## Prompt:
Swap "ceramic" for "glazed" in the rows from the line containing "in dark jacket?" up to and including the last line, leaving all else unchanged, and give only those lines.

[Data items]
::::::::

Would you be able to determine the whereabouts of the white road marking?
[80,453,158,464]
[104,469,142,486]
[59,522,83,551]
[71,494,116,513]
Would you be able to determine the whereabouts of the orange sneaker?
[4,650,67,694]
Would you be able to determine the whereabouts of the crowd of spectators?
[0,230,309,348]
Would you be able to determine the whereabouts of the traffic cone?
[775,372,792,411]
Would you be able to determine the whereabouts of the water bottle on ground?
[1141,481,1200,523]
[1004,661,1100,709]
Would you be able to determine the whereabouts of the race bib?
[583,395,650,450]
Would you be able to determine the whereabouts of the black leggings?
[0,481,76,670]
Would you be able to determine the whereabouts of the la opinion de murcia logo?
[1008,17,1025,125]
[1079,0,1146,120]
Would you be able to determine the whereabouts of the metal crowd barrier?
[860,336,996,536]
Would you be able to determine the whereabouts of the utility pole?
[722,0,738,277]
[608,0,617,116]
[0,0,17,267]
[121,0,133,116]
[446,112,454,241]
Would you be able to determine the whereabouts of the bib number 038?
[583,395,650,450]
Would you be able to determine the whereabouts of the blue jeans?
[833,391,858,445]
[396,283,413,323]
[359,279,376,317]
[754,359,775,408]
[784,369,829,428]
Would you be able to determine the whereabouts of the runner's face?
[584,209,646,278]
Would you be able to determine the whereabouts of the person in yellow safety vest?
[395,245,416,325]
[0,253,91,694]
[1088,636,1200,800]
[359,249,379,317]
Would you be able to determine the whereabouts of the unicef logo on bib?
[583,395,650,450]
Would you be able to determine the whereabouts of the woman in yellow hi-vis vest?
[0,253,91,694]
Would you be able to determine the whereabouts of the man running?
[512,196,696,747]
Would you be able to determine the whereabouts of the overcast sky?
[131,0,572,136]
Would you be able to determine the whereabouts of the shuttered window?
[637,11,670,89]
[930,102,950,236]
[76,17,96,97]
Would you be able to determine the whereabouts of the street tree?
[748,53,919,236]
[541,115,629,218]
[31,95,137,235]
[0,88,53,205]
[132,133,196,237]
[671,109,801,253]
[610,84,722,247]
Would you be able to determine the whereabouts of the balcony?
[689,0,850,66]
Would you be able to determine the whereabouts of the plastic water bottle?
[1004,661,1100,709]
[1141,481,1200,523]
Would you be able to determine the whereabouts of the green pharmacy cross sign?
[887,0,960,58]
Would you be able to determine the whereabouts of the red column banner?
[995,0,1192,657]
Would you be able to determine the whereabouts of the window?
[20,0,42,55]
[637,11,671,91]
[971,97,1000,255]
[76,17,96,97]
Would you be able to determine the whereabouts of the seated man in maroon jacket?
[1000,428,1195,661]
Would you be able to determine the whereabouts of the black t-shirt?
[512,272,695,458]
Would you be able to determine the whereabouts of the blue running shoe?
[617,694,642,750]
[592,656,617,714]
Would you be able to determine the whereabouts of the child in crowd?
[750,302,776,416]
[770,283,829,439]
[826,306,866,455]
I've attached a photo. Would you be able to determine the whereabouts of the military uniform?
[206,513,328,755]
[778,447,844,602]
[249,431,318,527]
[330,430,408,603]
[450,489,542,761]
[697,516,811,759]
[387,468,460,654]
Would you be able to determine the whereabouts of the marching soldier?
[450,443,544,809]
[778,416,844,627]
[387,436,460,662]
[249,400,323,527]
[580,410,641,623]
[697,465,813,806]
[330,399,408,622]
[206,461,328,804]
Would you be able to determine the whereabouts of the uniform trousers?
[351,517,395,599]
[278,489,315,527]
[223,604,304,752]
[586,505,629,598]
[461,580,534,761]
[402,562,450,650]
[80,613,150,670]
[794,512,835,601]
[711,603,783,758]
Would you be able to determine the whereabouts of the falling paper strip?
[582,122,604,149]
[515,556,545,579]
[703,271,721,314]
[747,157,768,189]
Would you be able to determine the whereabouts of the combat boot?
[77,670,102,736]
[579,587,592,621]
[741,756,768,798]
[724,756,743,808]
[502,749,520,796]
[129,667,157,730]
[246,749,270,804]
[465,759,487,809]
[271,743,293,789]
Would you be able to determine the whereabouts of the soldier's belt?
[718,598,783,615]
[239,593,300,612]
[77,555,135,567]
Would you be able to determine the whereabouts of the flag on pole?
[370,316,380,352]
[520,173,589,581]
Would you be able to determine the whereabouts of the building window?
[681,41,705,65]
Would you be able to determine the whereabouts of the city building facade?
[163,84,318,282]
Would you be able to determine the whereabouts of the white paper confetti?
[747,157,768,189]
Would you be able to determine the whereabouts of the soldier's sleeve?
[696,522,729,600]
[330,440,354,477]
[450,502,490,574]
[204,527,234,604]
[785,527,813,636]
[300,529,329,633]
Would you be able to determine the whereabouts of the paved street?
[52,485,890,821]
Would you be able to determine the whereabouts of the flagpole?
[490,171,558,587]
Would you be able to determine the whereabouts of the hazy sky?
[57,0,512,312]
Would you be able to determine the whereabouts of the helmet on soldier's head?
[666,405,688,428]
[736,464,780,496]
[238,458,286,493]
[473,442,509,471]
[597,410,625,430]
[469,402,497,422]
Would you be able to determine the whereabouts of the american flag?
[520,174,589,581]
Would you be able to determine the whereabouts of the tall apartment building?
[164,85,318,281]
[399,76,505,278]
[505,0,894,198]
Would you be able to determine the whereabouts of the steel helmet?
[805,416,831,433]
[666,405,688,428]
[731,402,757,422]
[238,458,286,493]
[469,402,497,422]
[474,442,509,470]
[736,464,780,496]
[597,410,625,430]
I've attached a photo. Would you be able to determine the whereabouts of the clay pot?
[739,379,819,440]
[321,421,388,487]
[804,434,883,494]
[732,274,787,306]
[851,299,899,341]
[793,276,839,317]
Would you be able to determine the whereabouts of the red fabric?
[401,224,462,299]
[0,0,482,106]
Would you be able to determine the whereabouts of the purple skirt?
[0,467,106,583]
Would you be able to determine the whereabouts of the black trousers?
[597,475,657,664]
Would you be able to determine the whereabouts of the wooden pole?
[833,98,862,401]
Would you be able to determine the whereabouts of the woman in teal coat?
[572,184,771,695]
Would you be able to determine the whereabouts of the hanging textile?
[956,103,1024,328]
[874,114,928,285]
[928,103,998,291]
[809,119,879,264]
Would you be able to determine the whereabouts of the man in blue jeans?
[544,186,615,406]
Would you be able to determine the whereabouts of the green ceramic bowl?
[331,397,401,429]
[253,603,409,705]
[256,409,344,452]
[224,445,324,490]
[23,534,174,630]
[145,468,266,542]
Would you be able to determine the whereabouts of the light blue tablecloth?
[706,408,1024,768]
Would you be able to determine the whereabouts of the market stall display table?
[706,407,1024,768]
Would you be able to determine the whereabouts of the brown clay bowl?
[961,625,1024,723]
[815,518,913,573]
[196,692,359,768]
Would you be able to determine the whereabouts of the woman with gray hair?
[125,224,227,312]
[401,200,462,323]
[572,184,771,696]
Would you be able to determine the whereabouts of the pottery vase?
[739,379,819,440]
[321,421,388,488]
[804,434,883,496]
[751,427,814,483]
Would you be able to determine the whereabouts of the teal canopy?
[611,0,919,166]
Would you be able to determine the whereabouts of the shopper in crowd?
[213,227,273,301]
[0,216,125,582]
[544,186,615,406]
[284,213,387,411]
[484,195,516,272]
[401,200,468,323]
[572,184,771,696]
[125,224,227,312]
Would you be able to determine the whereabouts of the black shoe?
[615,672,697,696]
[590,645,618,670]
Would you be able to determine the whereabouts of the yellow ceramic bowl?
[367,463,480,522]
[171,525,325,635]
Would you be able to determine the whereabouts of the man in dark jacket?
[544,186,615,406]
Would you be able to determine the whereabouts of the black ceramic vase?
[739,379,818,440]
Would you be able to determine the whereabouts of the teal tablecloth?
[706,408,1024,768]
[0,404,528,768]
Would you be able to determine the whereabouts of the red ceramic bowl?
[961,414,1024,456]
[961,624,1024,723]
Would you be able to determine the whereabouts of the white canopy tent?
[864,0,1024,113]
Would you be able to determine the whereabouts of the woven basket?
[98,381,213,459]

::::::::

## Full solution:
Would you be able to determine the whereabouts of the man in dark jacket?
[544,186,615,406]
Would you be able to determine the whereabouts of the black glazed vase?
[739,379,818,440]
Would you be able to determine the whereabouts of the teal tablecloth?
[706,408,1024,768]
[0,404,528,768]
Would you be able to determine the whereabouts of the red glazed bowl?
[961,414,1024,456]
[961,624,1024,723]
Would you be able to determine the whereabouts of the white canopy tent?
[864,0,1024,113]
Would you be able to determine the whereabouts of the woven basket?
[98,381,213,459]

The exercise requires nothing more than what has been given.